### Textauszug
__________________________________________________
Rezension zu "Schnitter, Gevatter und Sensenmann" von Christian von Aster
‚Schnitter, Gevatter und Sensenmann‘ ist ein kleines, schwarzes Büchlein, das durch sein tolles Cover sofort ins Auge springt. Darauf sieht man nämlich einen lächelnden Gevatter Tod, der auf einem Grabstein sitzt. An seiner Sense hängen einige Notizzettel geklammert. Sofort wird klar, was einen beim Lesen erwartet: Geschichten, in denen der Tod durchaus zentral steht, dafür aber nicht unbedingt traurig sind.
Mir haben die Texte von Christian von Aster, die in diesem Erzählband gesammelt worden sind, unglaublich gut gefallen. Sie erzählen über verschiedene Personen, die auf unterschiedliche Art und Weise mit dem Tod konfrontiert werden. Manche schon in jungem Alter, andere während sie schon alt geworden sind. Einige wollen ihn überlisten, andere freuen sich, wenn er endlich da ist. Es gab Texte, die mich sehr berührt haben und andere, die mich haben schmunzeln lassen. Auf jeden Fall sind diese Kurzgeschichten sehr abwechslungsreich. Alle haben sie mich aber begeistert, obwohl ich natürlich auch einige Favoriten habe.
Der Text, der mich am meisten mitgenommen hat, trägt als Titel: ‚Presunto – Eine Liebe zwischen Beischlaf und Raubkopien‘. Es handelt sich um zwei Menschen, die beide die Filme des Regisseurs Presunto mögen und einander auch dadurch kennenlernen. Die Filme begleiten sie ihre ganze Beziehung lang. Ich kann es nicht genau beschreiben, wieso mich diese Geschichte so hart getroffen hat, aber ich glaube, der Schreibstil hat viel damit zu tun. Irgendwie abstrakt, aber auch konkret gehalten, lernt man diese beiden Personen kennen. Es spricht einfach so viel Liebe aus den Buchstaben, obwohl auch klar wird, dass nicht alles perfekt läuft. Die Protagonisten gehören einfach zu einander. Da ist so eine Stärke und Tiefe in dieser Kurzgeschichte, dass es mich am Ende wirklich zu Tränen gerührt hat.
__________________________________________________
### Bereitgestelltes Material
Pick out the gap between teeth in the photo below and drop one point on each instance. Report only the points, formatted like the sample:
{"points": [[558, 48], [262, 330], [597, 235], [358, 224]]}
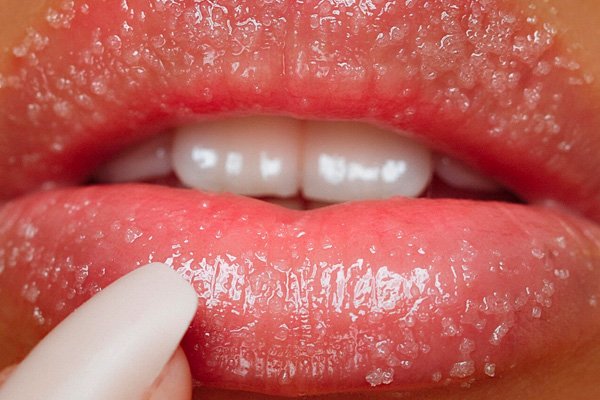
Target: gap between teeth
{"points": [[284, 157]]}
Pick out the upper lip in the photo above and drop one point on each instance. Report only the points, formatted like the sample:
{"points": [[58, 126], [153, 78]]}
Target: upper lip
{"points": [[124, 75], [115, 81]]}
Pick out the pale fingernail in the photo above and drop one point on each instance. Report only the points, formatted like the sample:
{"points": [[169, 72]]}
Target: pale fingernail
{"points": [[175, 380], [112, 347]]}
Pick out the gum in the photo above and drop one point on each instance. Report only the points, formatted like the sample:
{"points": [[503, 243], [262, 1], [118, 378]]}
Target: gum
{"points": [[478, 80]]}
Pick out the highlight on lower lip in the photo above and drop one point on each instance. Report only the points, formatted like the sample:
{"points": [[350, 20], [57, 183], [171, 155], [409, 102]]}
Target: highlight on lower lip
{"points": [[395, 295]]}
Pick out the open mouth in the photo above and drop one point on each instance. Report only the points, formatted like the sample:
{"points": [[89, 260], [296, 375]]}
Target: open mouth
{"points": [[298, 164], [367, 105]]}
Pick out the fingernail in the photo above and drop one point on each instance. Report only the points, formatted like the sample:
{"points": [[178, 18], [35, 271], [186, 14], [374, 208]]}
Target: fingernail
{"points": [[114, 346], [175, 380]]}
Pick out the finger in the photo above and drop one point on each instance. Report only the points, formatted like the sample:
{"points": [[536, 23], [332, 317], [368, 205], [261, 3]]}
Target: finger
__________________________________________________
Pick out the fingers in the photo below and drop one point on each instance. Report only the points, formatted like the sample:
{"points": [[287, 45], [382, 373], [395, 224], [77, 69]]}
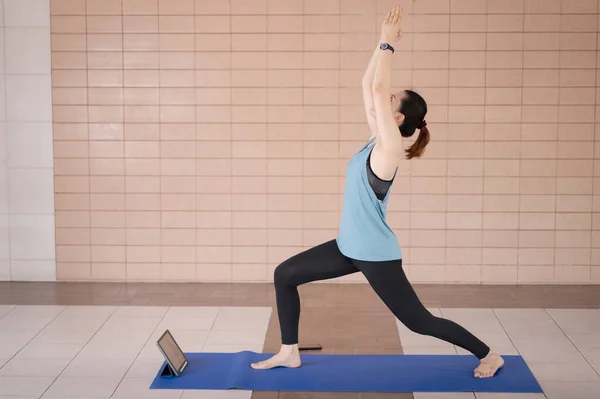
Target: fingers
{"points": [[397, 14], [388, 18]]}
__________________________________________________
### Aufgaben zum Material
a: Zähle alles auf, was laut der Rezension auf dem Cover des Buches zu sehen ist.
b: Gib aus der Rezension den Abschnitt wieder, der mit „Der Text, der“ beginnt und nach „Tränen gerührt hat.“ endet. Tausche dabei jedes „Filme“ gegen „Werke“ aus.

### Lösungen zu Aufgaben
a: Gevatter Tod (lächelnd), ein Grabstein, eine Sense, Notizzettel

b:
Der Text, der mich am meisten mitgenommen hat, trägt als Titel: ‚Presunto – Eine Liebe zwischen Beischlaf und Raubkopien‘. Es handelt sich um zwei Menschen, die beide die Werke des Regisseurs Presunto mögen und einander auch dadurch kennenlernen. Die Werke begleiten sie ihre ganze Beziehung lang. Ich kann es nicht genau beschreiben, wieso mich diese Geschichte so hart getroffen hat, aber ich glaube, der Schreibstil hat viel damit zu tun. Irgendwie abstrakt, aber auch konkret gehalten, lernt man diese beiden Personen kennen. Es spricht einfach so viel Liebe aus den Buchstaben, obwohl auch klar wird, dass nicht alles perfekt läuft. Die Protagonisten gehören einfach zu einander. Da ist so eine Stärke und Tiefe in dieser Kurzgeschichte, dass es mich am Ende wirklich zu Tränen gerührt hat.